**GOAL OF THE EXERCISE:**
Below are some records; reproduce every one of them exactly.

**GIVEN DATA:**
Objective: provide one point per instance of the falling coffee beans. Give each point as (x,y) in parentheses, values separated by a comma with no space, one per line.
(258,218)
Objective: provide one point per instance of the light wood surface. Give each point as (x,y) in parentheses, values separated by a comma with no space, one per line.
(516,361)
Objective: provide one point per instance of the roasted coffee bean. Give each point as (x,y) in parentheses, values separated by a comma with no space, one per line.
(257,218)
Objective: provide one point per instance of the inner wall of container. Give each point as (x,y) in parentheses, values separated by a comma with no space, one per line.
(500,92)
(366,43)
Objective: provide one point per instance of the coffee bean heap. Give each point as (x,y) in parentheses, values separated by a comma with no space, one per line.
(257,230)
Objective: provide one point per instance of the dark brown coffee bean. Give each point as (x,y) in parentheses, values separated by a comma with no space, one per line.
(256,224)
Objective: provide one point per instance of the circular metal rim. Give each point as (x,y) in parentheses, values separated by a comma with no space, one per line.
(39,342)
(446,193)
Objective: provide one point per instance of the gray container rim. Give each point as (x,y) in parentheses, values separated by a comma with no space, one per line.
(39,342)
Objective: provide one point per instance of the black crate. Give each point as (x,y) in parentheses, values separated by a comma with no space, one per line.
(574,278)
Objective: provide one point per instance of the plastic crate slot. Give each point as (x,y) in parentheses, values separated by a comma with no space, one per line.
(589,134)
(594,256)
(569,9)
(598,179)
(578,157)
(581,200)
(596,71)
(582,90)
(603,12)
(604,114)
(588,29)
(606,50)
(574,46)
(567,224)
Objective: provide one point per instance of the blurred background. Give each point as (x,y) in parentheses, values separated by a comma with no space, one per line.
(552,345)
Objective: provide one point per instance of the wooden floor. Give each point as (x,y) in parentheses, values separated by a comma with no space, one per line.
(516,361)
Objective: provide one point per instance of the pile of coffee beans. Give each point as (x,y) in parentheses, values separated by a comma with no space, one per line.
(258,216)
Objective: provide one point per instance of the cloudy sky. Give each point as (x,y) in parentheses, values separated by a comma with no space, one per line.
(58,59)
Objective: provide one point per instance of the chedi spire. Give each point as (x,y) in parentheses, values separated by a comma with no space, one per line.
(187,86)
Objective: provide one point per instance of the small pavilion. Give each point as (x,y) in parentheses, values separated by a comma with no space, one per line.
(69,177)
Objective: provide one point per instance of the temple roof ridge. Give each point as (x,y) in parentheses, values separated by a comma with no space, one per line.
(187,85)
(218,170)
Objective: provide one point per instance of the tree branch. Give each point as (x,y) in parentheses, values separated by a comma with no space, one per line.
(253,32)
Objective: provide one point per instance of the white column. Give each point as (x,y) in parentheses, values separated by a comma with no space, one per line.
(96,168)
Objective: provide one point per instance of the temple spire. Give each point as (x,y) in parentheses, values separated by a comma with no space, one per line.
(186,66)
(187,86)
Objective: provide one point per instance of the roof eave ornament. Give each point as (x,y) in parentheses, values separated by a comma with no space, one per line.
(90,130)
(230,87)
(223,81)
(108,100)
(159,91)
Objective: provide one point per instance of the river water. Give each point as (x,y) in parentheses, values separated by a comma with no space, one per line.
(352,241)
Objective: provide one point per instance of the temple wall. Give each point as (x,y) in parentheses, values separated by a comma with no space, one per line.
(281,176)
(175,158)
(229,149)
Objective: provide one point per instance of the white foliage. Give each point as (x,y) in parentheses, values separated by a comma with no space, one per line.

**FULL SOLUTION:**
Objective: provide one point per instance of the falling coffee beans. Give each point as (x,y) in parentheses, values separated by a comma with no space, one per line.
(258,218)
Objective: provide one point per instance of the light wood surface. Give each point as (x,y) in parentheses, values separated by a comma with no space, one per line.
(516,361)
Objective: provide one point per instance of the roasted coffee bean. Give each point as (x,y) in parentheses, values separated by a comma with no space, one per line.
(257,218)
Objective: provide one point per instance of the inner wall of container. Give each point as (x,y) in parentheses, values separated by a comma with no space, one per line.
(500,92)
(366,43)
Objective: provide one point per instance of the coffee bean heap. Give each point as (x,y) in parentheses, values separated by a comma with no space, one per line.
(257,230)
Objective: provide one point per instance of the dark brown coffee bean. Give each point as (x,y) in parentheses, values separated by a comma with no space, one per line.
(256,224)
Objective: provide one point per instance of the circular metal rim. Give each point as (x,y) in parentheses, values separated by a comma with no space, one per line.
(39,342)
(446,193)
Objective: provide one point per instance of the gray container rim. Give each point as (x,y) in parentheses, values separated by a comma with no space, one per line.
(39,342)
Objective: provide one point per instance of the black crate. Give each point as (x,y) in parentheses, values separated by a comma with no space, one per line.
(574,278)
Objective: provide one point per instance of the plastic crate slot. Give each point as (x,y) in parentheses, values separated by a comma with no space, one per line.
(589,134)
(594,256)
(569,9)
(598,179)
(578,157)
(581,200)
(596,71)
(582,90)
(603,12)
(604,114)
(588,29)
(606,50)
(574,46)
(567,224)
Objective: provide one point per instance of the blurred background. Give each point as (x,y) in parentheses, values separated by a comma with no space, one per line.
(552,345)
Objective: provide one point per instance of the wooden floor. Give each point as (x,y) in parentheses, values separated by a comma with no space, one per line.
(516,361)
Objective: provide one point per instance of the pile of coffee beans. Give each point as (x,y) in parentheses, values separated by a comma with no space, one per line.
(258,216)
Objective: provide one point per instance of the cloudy sky. Give each point as (x,y) in parentheses, values separated by a comma with no space, one per line.
(58,59)
Objective: provide one point per instance of the chedi spire. Give each point as (x,y) in parentheses, values separated by a comma with no space, one per line.
(187,86)
Objective: provide one point per instance of the small pavilion. Give each point as (x,y) in parentheses, values separated by a comma with no space, one per line.
(69,177)
Objective: provide one point per instance of the temple roof ridge. Give each point as (x,y) in parentheses, values separated by a comma with no space, one per line.
(187,85)
(218,170)
Objective: provide one point per instance of the tree branch. Give each point as (x,y) in parentheses, values separated by a comma with no space, one per line.
(253,32)
Objective: provide one point per instance of the white column. Give each point as (x,y) in parentheses, values separated by a comma with no space, one per line.
(96,168)
Objective: provide one point per instance of the temple spire. Give each point as (x,y) in parentheses, values separated by a comma with no space, one per line.
(186,66)
(187,86)
Objective: provide one point per instance of the roof eave ornament. Give each point as (x,y) in parentheses, values separated by a comma with no space, one per line.
(90,130)
(230,87)
(223,81)
(108,100)
(159,91)
Objective: provide one point per instance of the river water. Give each point as (x,y) in parentheses, values separated by a comma with no space, one per line.
(352,241)
Objective: provide one point per instance of the temple wall. Give each point as (x,y) in parentheses, values separated by a comma with no space, one per line.
(281,176)
(175,158)
(229,149)
Objective: provide one point per instance of the white foliage. Give each point as (x,y) in parentheses, values separated by a comma with no space, one per line.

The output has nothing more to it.